TASK DETAILS. Take the line that contains "Segment the white" and each line after it in the material below, and transcribe them exactly, stopping at the end.

[Entries for bounding box labeling]

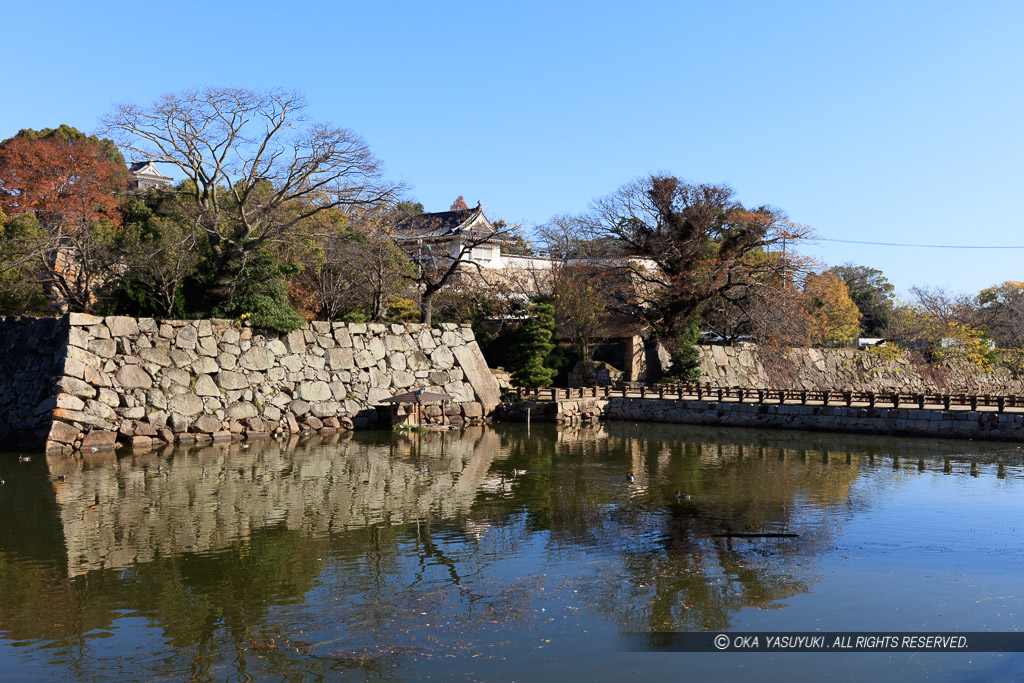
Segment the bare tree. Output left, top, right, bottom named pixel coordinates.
left=403, top=207, right=508, bottom=325
left=304, top=207, right=413, bottom=322
left=104, top=87, right=399, bottom=271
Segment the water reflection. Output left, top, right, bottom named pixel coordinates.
left=0, top=424, right=1021, bottom=679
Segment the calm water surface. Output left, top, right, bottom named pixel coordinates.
left=0, top=424, right=1024, bottom=681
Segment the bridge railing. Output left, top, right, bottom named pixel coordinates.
left=515, top=382, right=1024, bottom=413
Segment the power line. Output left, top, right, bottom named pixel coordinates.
left=812, top=238, right=1024, bottom=249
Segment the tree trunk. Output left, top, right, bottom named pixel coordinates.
left=420, top=292, right=437, bottom=327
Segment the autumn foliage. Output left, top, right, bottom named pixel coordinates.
left=0, top=136, right=127, bottom=229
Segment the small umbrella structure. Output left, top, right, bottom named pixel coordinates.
left=381, top=388, right=455, bottom=425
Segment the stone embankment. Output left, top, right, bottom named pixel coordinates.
left=0, top=313, right=499, bottom=453
left=495, top=397, right=1024, bottom=441
left=698, top=345, right=1024, bottom=394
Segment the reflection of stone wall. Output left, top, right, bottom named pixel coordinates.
left=0, top=313, right=499, bottom=453
left=50, top=427, right=500, bottom=575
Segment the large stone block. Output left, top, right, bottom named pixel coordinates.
left=56, top=377, right=96, bottom=398
left=239, top=346, right=274, bottom=371
left=193, top=415, right=220, bottom=434
left=168, top=393, right=203, bottom=417
left=195, top=375, right=220, bottom=396
left=114, top=366, right=153, bottom=389
left=224, top=400, right=259, bottom=420
left=138, top=348, right=174, bottom=368
left=430, top=346, right=454, bottom=374
left=46, top=422, right=78, bottom=443
left=82, top=429, right=118, bottom=451
left=174, top=325, right=199, bottom=351
left=299, top=382, right=332, bottom=401
left=217, top=370, right=249, bottom=391
left=88, top=339, right=118, bottom=358
left=104, top=315, right=138, bottom=337
left=455, top=342, right=502, bottom=415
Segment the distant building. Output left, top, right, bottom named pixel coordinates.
left=393, top=204, right=551, bottom=269
left=128, top=159, right=174, bottom=191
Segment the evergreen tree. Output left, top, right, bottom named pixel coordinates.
left=665, top=319, right=700, bottom=382
left=512, top=303, right=555, bottom=387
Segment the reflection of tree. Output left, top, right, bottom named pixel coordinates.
left=474, top=424, right=858, bottom=633
left=0, top=424, right=1011, bottom=679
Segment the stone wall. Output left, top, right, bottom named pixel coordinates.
left=698, top=345, right=1024, bottom=394
left=0, top=316, right=68, bottom=445
left=0, top=313, right=499, bottom=453
left=495, top=397, right=1024, bottom=441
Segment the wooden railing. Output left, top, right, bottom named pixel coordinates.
left=515, top=383, right=1024, bottom=413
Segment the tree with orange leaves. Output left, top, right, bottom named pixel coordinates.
left=0, top=126, right=127, bottom=311
left=579, top=175, right=811, bottom=335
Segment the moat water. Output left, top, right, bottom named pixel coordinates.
left=0, top=423, right=1024, bottom=682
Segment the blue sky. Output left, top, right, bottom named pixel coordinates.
left=0, top=1, right=1024, bottom=294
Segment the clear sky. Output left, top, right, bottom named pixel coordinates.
left=0, top=0, right=1024, bottom=294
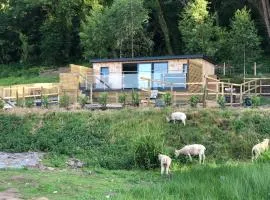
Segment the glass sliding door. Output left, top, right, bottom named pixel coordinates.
left=138, top=63, right=152, bottom=89
left=152, top=63, right=168, bottom=89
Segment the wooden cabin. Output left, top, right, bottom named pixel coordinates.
left=91, top=55, right=216, bottom=92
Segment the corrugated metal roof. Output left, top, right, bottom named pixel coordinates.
left=90, top=54, right=215, bottom=64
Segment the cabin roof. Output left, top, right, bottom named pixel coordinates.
left=90, top=54, right=215, bottom=64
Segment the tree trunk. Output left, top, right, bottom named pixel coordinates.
left=261, top=0, right=270, bottom=38
left=156, top=0, right=173, bottom=55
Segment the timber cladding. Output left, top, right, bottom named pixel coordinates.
left=187, top=61, right=203, bottom=93
left=59, top=73, right=80, bottom=103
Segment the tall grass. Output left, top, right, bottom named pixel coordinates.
left=117, top=165, right=270, bottom=200
left=0, top=108, right=270, bottom=169
left=0, top=164, right=270, bottom=200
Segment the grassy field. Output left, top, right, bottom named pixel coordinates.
left=0, top=108, right=270, bottom=200
left=0, top=75, right=59, bottom=86
left=0, top=64, right=59, bottom=86
left=0, top=108, right=270, bottom=169
left=0, top=164, right=270, bottom=200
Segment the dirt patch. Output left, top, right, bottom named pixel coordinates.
left=0, top=188, right=22, bottom=200
left=0, top=152, right=44, bottom=169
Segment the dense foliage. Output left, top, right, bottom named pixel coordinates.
left=0, top=109, right=270, bottom=169
left=0, top=0, right=270, bottom=69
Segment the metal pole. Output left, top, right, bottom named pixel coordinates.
left=254, top=62, right=257, bottom=76
left=223, top=62, right=226, bottom=76
left=244, top=45, right=246, bottom=79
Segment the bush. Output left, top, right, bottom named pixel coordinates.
left=59, top=94, right=70, bottom=109
left=189, top=95, right=200, bottom=108
left=135, top=136, right=161, bottom=169
left=163, top=92, right=172, bottom=106
left=41, top=96, right=49, bottom=108
left=217, top=96, right=226, bottom=109
left=251, top=96, right=261, bottom=108
left=98, top=92, right=108, bottom=108
left=25, top=99, right=34, bottom=108
left=118, top=93, right=127, bottom=106
left=131, top=90, right=140, bottom=106
left=79, top=96, right=88, bottom=108
left=16, top=99, right=25, bottom=108
left=0, top=99, right=5, bottom=109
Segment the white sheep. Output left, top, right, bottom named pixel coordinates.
left=166, top=112, right=187, bottom=126
left=175, top=144, right=206, bottom=164
left=158, top=154, right=172, bottom=175
left=252, top=139, right=269, bottom=162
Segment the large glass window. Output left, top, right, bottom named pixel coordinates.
left=152, top=63, right=168, bottom=89
left=138, top=63, right=152, bottom=89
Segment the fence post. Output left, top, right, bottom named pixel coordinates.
left=231, top=84, right=233, bottom=107
left=223, top=62, right=226, bottom=76
left=240, top=84, right=243, bottom=106
left=254, top=62, right=257, bottom=76
left=221, top=82, right=224, bottom=97
left=23, top=87, right=25, bottom=106
left=216, top=82, right=219, bottom=101
left=248, top=81, right=250, bottom=95
left=260, top=80, right=262, bottom=95
left=255, top=80, right=257, bottom=95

OUTPUT FOR THIS EXERCISE.
Segment the white sheep. Output left, top, right, bottom named pixel coordinates.
left=166, top=112, right=187, bottom=126
left=175, top=144, right=206, bottom=164
left=158, top=154, right=172, bottom=175
left=252, top=139, right=269, bottom=162
Segment the large glass window. Output left, top, right, bottom named pixel coordinates.
left=152, top=63, right=168, bottom=89
left=138, top=63, right=152, bottom=89
Segment the fence post. Output left, top, right, bottom named pixel coordinates.
left=231, top=84, right=233, bottom=107
left=223, top=62, right=226, bottom=76
left=240, top=84, right=243, bottom=106
left=254, top=62, right=257, bottom=76
left=221, top=82, right=224, bottom=97
left=23, top=87, right=25, bottom=106
left=216, top=82, right=219, bottom=101
left=248, top=81, right=250, bottom=95
left=260, top=80, right=262, bottom=95
left=255, top=80, right=257, bottom=95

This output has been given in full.